## Exercise requirements
**A)** Answer these questions using the article on Diplomat's Retail Specialty Network:
(i) What has accelerated the trend away from traditional drugs?
(ii) At what yearly rate does Phil Hagerman say specialty is growing?
(iii) What position does Atheer Kaddis hold?
**B)** Write out the passage of the Retail Specialty Network article from "RSN: Enabling specialty" up to and including "accelerated the trend.".

## Document extract
***

RSN: Enabling specialty at retail

The urgency behind Diplomat's launch of its Retail Specialty Network isn't hard to fathom. As the growth momentum in pharmaceuticals shifts from traditionally developed drugs to more complex and expensive specialty and biotech products, traditional pharmacies without access to these specialized medicines — and the patients who depend on them — find themselves stranded in a receding market like boats at low tide. And the loss of patent protection and market exclusivity for many of the biggest-selling blockbuster drugs that used to drive top-line sales has accelerated the trend.

"The chains have seen a tremendous fattening of traditional growth," said Diplomat CEO Phil Hagerman. "The generic wave ... helps support margins, but doesn't drive top-line growth. And the industry has come to realize that if you don't put a stake in the ground around specialty, you're going to lose that business. Specialty is growing at 20% to 24% a year, where traditional pharmaceuticals now is growing at 2% to 4%."

What's more, said Atheer Kaddis, SVP sales and business development, a pharmaceutical maker can use direct or indirect means to limit distribution of high-touch drugs and freeze traditional community pharmacies out of the picture. "You don't necessarily have to create a limited-distribution panel," he said. "You can create barriers to reporting that are so high that indirectly you lock out the retail pharmacies."

***

## Raw data
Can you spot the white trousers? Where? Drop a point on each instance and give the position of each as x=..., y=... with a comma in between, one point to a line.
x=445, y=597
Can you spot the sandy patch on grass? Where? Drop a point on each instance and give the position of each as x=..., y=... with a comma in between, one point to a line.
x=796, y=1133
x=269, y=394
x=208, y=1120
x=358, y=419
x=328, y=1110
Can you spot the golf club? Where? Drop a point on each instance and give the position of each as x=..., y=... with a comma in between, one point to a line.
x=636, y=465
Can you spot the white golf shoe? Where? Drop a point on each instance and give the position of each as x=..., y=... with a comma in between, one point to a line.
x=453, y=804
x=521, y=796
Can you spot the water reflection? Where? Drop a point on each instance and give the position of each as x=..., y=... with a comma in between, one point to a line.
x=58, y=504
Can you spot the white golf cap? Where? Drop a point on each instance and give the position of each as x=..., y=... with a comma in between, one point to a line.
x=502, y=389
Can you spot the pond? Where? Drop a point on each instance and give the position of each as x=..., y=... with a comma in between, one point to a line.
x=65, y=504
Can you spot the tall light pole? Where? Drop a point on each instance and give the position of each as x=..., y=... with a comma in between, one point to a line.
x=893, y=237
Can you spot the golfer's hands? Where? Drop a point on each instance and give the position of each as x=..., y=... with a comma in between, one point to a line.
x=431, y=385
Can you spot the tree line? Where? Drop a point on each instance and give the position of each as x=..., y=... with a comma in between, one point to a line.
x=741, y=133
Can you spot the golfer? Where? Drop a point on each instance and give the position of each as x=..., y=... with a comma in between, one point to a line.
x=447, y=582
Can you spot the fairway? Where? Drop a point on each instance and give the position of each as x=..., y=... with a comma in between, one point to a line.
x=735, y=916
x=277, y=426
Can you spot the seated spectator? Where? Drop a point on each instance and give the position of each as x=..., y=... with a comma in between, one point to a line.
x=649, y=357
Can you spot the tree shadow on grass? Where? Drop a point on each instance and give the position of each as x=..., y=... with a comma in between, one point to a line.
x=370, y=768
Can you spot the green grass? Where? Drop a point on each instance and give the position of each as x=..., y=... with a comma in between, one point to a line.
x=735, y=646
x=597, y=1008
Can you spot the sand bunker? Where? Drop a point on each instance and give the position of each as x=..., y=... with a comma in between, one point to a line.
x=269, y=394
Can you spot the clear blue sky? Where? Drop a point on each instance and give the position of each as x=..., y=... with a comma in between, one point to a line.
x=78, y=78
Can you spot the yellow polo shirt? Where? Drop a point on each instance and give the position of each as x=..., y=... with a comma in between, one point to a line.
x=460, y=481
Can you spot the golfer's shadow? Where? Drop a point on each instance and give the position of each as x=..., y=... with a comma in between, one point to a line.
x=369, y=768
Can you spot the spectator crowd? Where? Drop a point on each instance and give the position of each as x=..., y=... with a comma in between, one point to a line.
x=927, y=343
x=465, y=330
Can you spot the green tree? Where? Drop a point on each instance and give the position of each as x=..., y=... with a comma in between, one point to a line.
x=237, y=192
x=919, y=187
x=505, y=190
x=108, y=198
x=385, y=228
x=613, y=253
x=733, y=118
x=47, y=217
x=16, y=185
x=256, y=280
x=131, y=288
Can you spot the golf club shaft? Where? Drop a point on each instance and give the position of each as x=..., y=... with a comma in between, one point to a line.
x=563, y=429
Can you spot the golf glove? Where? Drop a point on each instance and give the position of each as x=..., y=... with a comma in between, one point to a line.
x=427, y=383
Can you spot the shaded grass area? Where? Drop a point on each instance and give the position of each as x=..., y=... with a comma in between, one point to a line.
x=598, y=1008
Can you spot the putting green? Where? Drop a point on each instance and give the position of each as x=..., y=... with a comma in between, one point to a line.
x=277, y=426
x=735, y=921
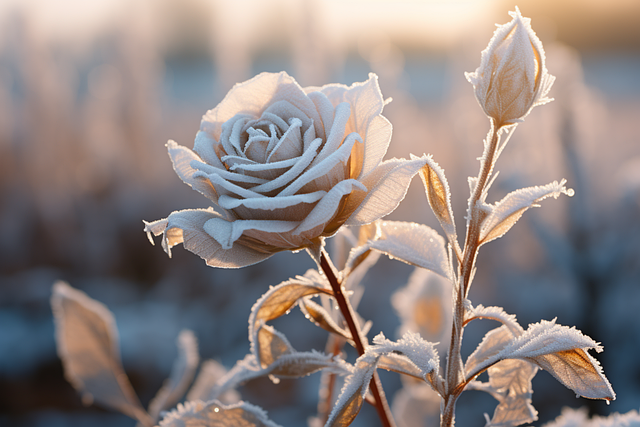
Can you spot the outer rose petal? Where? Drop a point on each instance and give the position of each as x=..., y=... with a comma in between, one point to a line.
x=181, y=157
x=366, y=105
x=187, y=227
x=326, y=209
x=387, y=184
x=285, y=167
x=227, y=232
x=254, y=96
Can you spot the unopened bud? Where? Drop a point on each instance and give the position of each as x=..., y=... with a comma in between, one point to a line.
x=512, y=77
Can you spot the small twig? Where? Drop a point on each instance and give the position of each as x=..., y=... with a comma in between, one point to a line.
x=381, y=405
x=455, y=380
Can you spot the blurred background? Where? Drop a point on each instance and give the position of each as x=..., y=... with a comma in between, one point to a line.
x=90, y=91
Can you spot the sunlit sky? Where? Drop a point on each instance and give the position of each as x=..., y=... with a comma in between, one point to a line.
x=430, y=19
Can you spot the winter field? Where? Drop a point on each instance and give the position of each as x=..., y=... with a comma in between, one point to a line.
x=89, y=99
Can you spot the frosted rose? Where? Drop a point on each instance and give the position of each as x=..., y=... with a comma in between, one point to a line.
x=512, y=77
x=284, y=167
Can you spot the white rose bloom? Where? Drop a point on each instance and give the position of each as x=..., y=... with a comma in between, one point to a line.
x=284, y=167
x=512, y=77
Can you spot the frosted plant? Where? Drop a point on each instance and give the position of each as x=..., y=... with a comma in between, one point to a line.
x=287, y=167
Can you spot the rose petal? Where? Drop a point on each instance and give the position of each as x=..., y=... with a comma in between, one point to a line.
x=226, y=232
x=186, y=227
x=324, y=106
x=251, y=166
x=286, y=111
x=270, y=203
x=252, y=96
x=336, y=133
x=387, y=184
x=204, y=147
x=181, y=157
x=320, y=171
x=275, y=120
x=223, y=186
x=376, y=143
x=290, y=145
x=232, y=127
x=206, y=170
x=365, y=99
x=301, y=164
x=308, y=138
x=326, y=209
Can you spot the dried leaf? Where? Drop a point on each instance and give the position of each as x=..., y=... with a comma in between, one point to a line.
x=182, y=375
x=300, y=364
x=420, y=352
x=215, y=414
x=577, y=370
x=513, y=411
x=205, y=386
x=439, y=196
x=352, y=394
x=492, y=344
x=271, y=345
x=508, y=211
x=562, y=351
x=348, y=409
x=278, y=300
x=401, y=364
x=415, y=244
x=307, y=363
x=87, y=340
x=511, y=382
x=494, y=313
x=424, y=305
x=317, y=314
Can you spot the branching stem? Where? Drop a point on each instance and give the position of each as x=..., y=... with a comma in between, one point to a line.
x=455, y=380
x=381, y=404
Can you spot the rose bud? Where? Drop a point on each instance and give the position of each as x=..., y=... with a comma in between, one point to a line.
x=284, y=167
x=512, y=77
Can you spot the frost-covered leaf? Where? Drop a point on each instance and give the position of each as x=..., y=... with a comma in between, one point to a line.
x=271, y=345
x=561, y=351
x=424, y=305
x=494, y=313
x=415, y=244
x=511, y=382
x=182, y=374
x=277, y=301
x=420, y=352
x=215, y=414
x=401, y=364
x=439, y=196
x=411, y=355
x=317, y=314
x=294, y=364
x=205, y=386
x=492, y=344
x=507, y=212
x=359, y=253
x=415, y=406
x=577, y=370
x=300, y=364
x=87, y=341
x=353, y=392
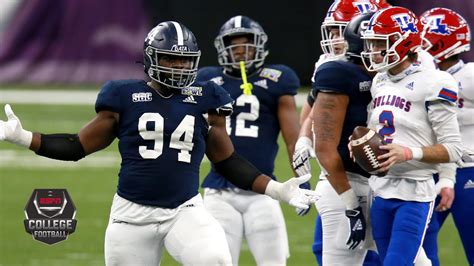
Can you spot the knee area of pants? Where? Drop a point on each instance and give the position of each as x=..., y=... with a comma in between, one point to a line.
x=213, y=257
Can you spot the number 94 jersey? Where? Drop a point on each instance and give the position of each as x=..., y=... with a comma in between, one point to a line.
x=162, y=140
x=399, y=112
x=253, y=126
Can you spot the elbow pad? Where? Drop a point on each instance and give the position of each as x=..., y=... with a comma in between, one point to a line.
x=238, y=171
x=64, y=147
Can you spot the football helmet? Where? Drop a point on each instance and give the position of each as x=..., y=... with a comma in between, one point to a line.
x=171, y=39
x=392, y=34
x=337, y=17
x=445, y=33
x=241, y=26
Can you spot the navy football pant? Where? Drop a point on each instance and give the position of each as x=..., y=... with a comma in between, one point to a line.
x=462, y=211
x=371, y=259
x=398, y=228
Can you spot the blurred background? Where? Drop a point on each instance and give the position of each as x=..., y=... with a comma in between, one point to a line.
x=54, y=54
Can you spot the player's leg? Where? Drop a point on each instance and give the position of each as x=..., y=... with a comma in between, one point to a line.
x=228, y=217
x=196, y=238
x=335, y=228
x=318, y=240
x=409, y=227
x=265, y=231
x=463, y=209
x=131, y=242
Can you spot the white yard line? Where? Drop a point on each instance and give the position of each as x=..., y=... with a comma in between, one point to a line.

***

## Responses
**A)**
(i) The loss of patent protection and market exclusivity for many of the biggest-selling blockbuster drugs.
(ii) 20% to 24% a year.
(iii) SVP sales and business development.

**B)**
RSN: Enabling specialty at retail

The urgency behind Diplomat's launch of its Retail Specialty Network isn't hard to fathom. As the growth momentum in pharmaceuticals shifts from traditionally developed drugs to more complex and expensive specialty and biotech products, traditional pharmacies without access to these specialized medicines — and the patients who depend on them — find themselves stranded in a receding market like boats at low tide. And the loss of patent protection and market exclusivity for many of the biggest-selling blockbuster drugs that used to drive top-line sales has accelerated the trend.